#### [DOCUMENT PASSAGE]
========

Thursday, December 08, 2011

I remained calm.

Because this situation is not worth stressing myself further. Stress is very bad for me, and I am not going to compromise my health over this bullshit.

So, I called the not just worthless, but actively awful warranty company late this afternoon, because OF COURSE they didn't contact me. Once again, I got some perfectly nice, perfectly clueless customer service person - I do not go off on perfectly nice customer service people who just happen to get my call when I call in to ask WTF they are doing with this ridiculous saga that has been going on for nearly a MONTH now.

Nice gal looked up the status of my repair and said she would call the part order people to find out what's going on. Put me on hold. Came back to report that they found the part!!! and the repair company would schedule a time to come put it in. I said, "That's nice, when did they find it? Because nobody has contacted me about anything, I have had to follow up every time." She didn't have access to that information. (Uh-huh.) She reported to me that the scheduler claimed that they tried to call me and they didn't have the correct number for me. I said, "Wouldn't they get my number from you? You just confirmed my number at the start of this call, so you have the right number." Nothing she could say to that. She then called the company who would put the part in, and got their scheduler on the line in a 3 way phone call. It went something like this:

Repair Co: "We can come out on Monday afternoon."

========

#### [EXERCISE TASKS]
[1] Reproduce the blog post from "Thursday, December 08, 2011" to "over this bullshit.".
[2] In the blog post, when did the repair company say it could come out?
The data that comes next has no connection to the blog post.

#### [INFORMATION SHOWN]

========

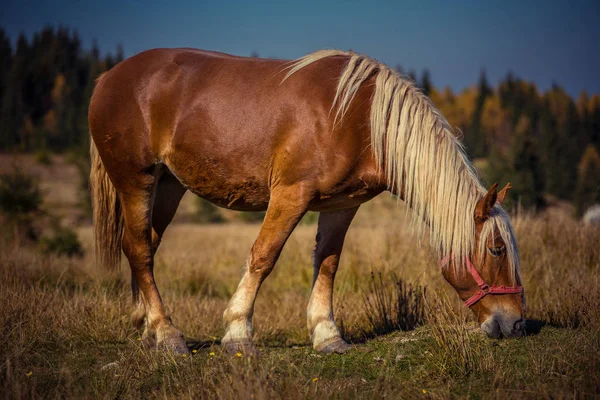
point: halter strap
(484, 288)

========

#### [SET OF ANSWERS]
[1]
Thursday, December 08, 2011

I remained calm.

Because this situation is not worth stressing myself further. Stress is very bad for me, and I am not going to compromise my health over this bullshit.

[2] Monday afternoon